[Labeled-object pointing entries]
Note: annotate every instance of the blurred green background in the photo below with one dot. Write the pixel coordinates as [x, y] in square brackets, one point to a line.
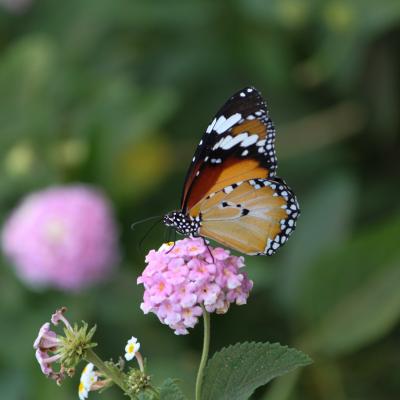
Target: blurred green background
[118, 93]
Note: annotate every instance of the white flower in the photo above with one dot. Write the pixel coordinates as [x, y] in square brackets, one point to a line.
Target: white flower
[88, 378]
[83, 391]
[131, 348]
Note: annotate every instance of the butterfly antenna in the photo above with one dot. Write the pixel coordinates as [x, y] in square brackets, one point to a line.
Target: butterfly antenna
[208, 248]
[173, 244]
[144, 220]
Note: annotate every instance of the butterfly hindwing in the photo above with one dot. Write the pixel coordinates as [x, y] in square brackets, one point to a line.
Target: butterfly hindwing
[237, 145]
[254, 217]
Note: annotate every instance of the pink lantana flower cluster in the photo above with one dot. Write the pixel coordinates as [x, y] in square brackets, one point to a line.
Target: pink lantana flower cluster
[183, 276]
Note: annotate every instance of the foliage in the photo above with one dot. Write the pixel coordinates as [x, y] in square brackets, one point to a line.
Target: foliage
[117, 94]
[236, 371]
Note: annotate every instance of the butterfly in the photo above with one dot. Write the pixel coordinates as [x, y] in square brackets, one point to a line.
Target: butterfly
[231, 192]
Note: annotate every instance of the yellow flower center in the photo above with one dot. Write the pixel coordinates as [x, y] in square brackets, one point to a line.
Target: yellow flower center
[131, 348]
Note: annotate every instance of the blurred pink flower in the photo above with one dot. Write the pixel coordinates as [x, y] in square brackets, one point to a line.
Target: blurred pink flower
[181, 277]
[62, 237]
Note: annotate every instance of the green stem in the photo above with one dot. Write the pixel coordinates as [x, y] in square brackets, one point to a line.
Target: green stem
[204, 355]
[116, 377]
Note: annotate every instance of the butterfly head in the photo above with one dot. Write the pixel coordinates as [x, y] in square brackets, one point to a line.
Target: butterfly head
[182, 223]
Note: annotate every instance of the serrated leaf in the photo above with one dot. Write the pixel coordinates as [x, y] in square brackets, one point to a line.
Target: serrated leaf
[236, 371]
[171, 391]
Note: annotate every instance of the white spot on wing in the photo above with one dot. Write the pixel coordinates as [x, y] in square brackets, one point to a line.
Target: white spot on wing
[223, 124]
[211, 126]
[249, 141]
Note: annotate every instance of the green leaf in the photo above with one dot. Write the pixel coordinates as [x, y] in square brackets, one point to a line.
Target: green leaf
[236, 371]
[361, 317]
[171, 391]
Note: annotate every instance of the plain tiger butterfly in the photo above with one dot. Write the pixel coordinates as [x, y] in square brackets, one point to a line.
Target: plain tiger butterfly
[231, 192]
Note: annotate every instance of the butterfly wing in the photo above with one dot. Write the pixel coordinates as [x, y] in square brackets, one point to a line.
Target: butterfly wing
[255, 217]
[237, 145]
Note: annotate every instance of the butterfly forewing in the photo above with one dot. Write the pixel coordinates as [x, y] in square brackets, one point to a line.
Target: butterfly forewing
[254, 217]
[236, 146]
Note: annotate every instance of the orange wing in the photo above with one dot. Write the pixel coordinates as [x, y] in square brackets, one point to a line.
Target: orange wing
[238, 145]
[254, 217]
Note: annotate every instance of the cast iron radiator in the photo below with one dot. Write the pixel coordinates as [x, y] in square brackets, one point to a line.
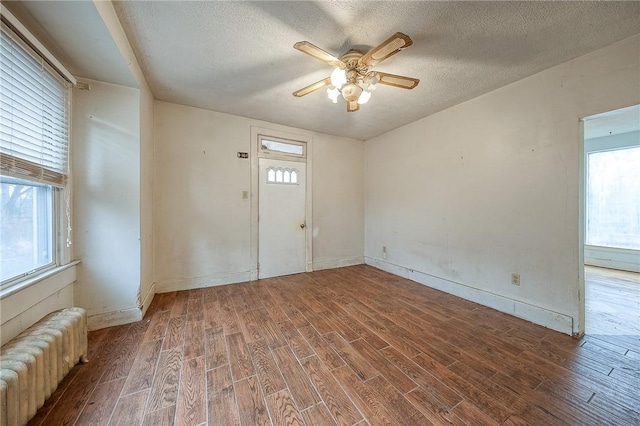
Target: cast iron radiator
[33, 363]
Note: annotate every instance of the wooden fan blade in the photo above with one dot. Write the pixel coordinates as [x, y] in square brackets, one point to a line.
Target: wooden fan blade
[397, 80]
[316, 52]
[389, 47]
[312, 87]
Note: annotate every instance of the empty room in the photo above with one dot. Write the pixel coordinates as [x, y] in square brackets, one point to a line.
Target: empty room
[319, 213]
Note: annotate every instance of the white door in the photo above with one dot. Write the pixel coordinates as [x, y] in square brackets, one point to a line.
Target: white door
[281, 218]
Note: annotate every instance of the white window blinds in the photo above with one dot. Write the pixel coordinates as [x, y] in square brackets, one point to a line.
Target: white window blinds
[34, 114]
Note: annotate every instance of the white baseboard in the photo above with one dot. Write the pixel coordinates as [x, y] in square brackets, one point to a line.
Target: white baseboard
[536, 314]
[201, 282]
[109, 319]
[338, 263]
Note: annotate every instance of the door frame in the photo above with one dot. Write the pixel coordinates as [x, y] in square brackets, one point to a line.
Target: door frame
[255, 155]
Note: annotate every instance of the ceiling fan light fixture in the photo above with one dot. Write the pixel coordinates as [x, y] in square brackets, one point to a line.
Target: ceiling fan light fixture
[351, 77]
[338, 77]
[351, 92]
[364, 97]
[333, 94]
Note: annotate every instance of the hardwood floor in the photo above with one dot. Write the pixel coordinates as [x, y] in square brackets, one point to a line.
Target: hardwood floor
[351, 346]
[612, 302]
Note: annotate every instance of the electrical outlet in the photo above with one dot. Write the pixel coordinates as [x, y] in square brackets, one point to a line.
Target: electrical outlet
[515, 279]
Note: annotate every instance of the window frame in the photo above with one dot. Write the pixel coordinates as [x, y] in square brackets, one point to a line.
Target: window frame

* **CHALLENGE**
Find the line that contains "Note: annotate every instance of the white baseboard". Repeat it and every line after it, exactly as written, up to and including the last line of the records above.

* **TASK SOLUTION**
Note: annotate every instance of the white baseboard in the photo above with one dot. Write the pixel coordinates as [x, y] in square brackets, one point to a line.
Target: white baseboard
[536, 314]
[201, 282]
[109, 319]
[338, 263]
Note: annotate every instance of the door frame in the photo above with one dot. Write the pixel coordinates as [x, y] in square brackets, one point to a line.
Target: door frame
[255, 155]
Note: annotate every instance of the ceiling fan light fixture in the photo above with one dot. Write the pixel coordinates as [x, y] in square brackets, one point to a line.
Target: ceiling fan light fixture
[351, 77]
[338, 77]
[351, 92]
[364, 97]
[333, 94]
Note: annotate every instance of the hardwood floor in the photo above with one dot. Write the pixel coordinates as [x, y] in square brackets, one point to a line.
Target: hardwood floor
[351, 346]
[612, 302]
Note: annotate every instance of the electrical outlet in the photo above with one dot. Write the pixel coordinates as [x, y] in square brackets, one point to a line.
Target: electrical outlet
[515, 279]
Note: annotate every instance of the window frame in the photo above with one dot. Write the pixel coordinates as [x, y] in square brackets, one point to a line.
Target: window frame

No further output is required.